▶ What you are asked to do
Print the material underneath in full, keeping every line exactly as it is.

++++ Task inputs

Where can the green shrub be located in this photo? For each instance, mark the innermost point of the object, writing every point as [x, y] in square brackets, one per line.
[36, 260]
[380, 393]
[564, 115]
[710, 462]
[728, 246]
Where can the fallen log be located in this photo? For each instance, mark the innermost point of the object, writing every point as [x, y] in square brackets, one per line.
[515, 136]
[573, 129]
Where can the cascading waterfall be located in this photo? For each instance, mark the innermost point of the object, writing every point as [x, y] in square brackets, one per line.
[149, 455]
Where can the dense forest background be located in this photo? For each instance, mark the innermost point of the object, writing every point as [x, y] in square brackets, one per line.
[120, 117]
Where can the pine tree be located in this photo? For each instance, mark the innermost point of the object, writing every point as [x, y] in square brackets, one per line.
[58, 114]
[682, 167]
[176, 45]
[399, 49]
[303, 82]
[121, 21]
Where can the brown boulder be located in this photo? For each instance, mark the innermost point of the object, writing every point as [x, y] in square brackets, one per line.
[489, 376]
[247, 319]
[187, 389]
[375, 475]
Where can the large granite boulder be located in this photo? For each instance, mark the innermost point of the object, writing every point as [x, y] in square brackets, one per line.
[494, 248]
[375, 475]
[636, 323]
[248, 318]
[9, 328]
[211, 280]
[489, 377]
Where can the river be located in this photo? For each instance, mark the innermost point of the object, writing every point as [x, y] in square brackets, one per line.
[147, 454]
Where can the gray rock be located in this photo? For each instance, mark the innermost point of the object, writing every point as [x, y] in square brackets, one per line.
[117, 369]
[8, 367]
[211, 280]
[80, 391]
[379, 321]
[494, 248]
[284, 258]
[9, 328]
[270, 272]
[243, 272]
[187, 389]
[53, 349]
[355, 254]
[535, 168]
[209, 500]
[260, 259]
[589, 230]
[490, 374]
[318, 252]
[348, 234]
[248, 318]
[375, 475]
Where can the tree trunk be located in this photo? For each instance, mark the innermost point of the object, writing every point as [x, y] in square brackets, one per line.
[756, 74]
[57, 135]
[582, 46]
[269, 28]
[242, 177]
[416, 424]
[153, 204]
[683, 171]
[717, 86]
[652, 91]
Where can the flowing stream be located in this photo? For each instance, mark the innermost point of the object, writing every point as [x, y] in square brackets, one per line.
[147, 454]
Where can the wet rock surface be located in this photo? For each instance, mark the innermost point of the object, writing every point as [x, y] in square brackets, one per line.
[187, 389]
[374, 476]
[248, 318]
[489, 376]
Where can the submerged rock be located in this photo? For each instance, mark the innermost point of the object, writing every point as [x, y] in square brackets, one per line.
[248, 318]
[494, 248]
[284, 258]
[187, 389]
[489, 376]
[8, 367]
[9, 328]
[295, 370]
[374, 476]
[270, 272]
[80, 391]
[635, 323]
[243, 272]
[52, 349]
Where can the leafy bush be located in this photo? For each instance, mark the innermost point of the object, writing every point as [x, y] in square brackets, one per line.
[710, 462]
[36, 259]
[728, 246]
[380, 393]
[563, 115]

++++++++

▶ Result of the exercise
Where can the green shrub be located in this photo? For each instance, mark the innermost point of the object, writing every point as [x, y] in square brackets, one per line.
[36, 260]
[380, 393]
[564, 115]
[710, 462]
[728, 246]
Where can the fallen log be located in this photo? For each instance, mark the innermost point of the object, writing every point as [x, y] in square brackets, one per line.
[515, 136]
[573, 129]
Where can the cascading waterfall be located in this photo? For each instance, mark the innermost point of the object, writing every point as [x, y] in square brackets, one per line.
[149, 455]
Where can the dense forest background be located in this photo? For each instance, mark the innermost point of the object, writing every point as [x, y] in square brackets, one per line.
[120, 117]
Where can the pine tree be located in this photo? For each instance, mark the innermost point of the object, writing every point as [x, y] in square brackets, one per line.
[58, 114]
[682, 167]
[176, 45]
[399, 49]
[303, 82]
[121, 21]
Where can the brown boulder be located in this photo? For each instance, mark the innermost point of the object, writing every point as [x, y] in square brackets, one per line.
[489, 376]
[247, 319]
[187, 389]
[375, 475]
Where can the large granite boulder be located in this photo? For each instance, mark the innermost point of the object, writing every point as [x, y] in square brackets, one per line.
[494, 248]
[375, 475]
[636, 323]
[248, 318]
[9, 328]
[211, 280]
[489, 377]
Where can the river be located in this photo? For each instance, mark the innermost point of the object, writing every point as [x, y] in square brackets, one per line.
[147, 454]
Where can the gray rock be located in this photo? For each instance, mark the innermost point of the object, writing every point as [x, y] in square brackets, one per line.
[117, 369]
[8, 367]
[211, 280]
[80, 391]
[379, 321]
[494, 248]
[284, 258]
[9, 328]
[270, 272]
[243, 272]
[187, 389]
[53, 349]
[355, 254]
[535, 168]
[209, 500]
[260, 259]
[589, 230]
[490, 374]
[318, 252]
[348, 234]
[248, 318]
[375, 475]
Where can the tree trunk be located in this photo? For each instance, mark the innermost point of the object, writing every point as [x, y] in square brackets, one per line.
[756, 74]
[57, 135]
[582, 46]
[269, 28]
[242, 177]
[416, 424]
[153, 204]
[683, 171]
[717, 86]
[652, 91]
Where can the flowing stream be located in this photo? For each instance, mark the innermost point of the object, writing every point as [x, y] in square brackets, one per line.
[147, 454]
Where can the wet rock surface be located in this photo? For each instance, mark the innermost point of the object, writing every point as [x, y] in square brackets, one per line.
[187, 389]
[374, 476]
[248, 318]
[489, 376]
Where can the submerged rock be located in this photo? For each instance, mark the innermost point of the object, writing every point as [x, y] in square brackets, one per line.
[248, 318]
[494, 248]
[284, 258]
[187, 389]
[489, 376]
[8, 367]
[9, 328]
[295, 370]
[374, 476]
[270, 272]
[80, 391]
[635, 323]
[243, 272]
[52, 349]
Where can the leafy bush be located in this photo? For each instance, mark the innermost point of the object, writing every point as [x, y] in square brackets, one per line.
[710, 462]
[36, 259]
[728, 246]
[380, 393]
[563, 115]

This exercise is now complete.